### Excerpted text
◆ ◆ ◆
Reputation: 21
I have a collection which holds documents, with each document having a data observation and the time that the data was captured. e.g. { _key:...., "data":26, "timecaptured":1643488638.946702 }
where timecaptured for now is a utc timestamp.
What I want to do is get the duration between consecutive observations, with SQL I could do this with LAG for example, but with ArangoDB and AQL I am struggling to see how to do this at the database. So effectively the difference in timestamps between two documents in time order. I have a lot of data and I don't really want to pull it all into pandas.
Any help really appreciated.
Upvotes: 2
Views: 191
Reputation: 2949
Although the solution provided by CodeManX works, I prefer a different one:
FOR d IN docs
SORT d.timecaptured
WINDOW { preceding: 1 } AGGREGATE s = SUM(d.timecaptured), cnt = COUNT(1)
LET timediff = cnt == 1 ? null : d.timecaptured - (s - d.timecaptured)
RETURN timediff
We simply calculate the sum of the previous and the current document, and by subtracting the current document's timecaptured
we can therefore calculate the timecaptured
of the previous document. So now we can easily calculate the requested difference.
I only use the COUNT
to return null
for the first document (which has no predecessor). If you are fine with having a difference of zero for the first document, you can simply remove it.
However, neither approach is very straight forward or obvious. I put on my TODO list to add an APPEND
aggregate function that could be used in WINDOW and COLLECT operations.
◆ ◆ ◆
### Jobs
1 > In the forum thread about ArangoDB, why does the reply's query include COUNT? Answer in one to three sentences.
2 > In the forum thread about ArangoDB, rewrite the stretch from "Reputation: 21" through "a utc timestamp.", putting "table" in place of "collection".

### Information shown
◆ ◆ ◆
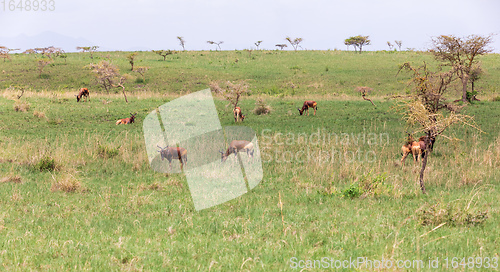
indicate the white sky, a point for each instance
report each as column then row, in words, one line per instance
column 323, row 24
◆ ◆ ◆
### Task-by-task solutions
1 > COUNT is there only so the query returns null for the first document, which has no predecessor. Without it, the first document would get a difference of zero, and the reply says COUNT can be removed if that is acceptable.

2 >
Reputation: 21
I have a table which holds documents, with each document having a data observation and the time that the data was captured. e.g. { _key:...., "data":26, "timecaptured":1643488638.946702 }
where timecaptured for now is a utc timestamp.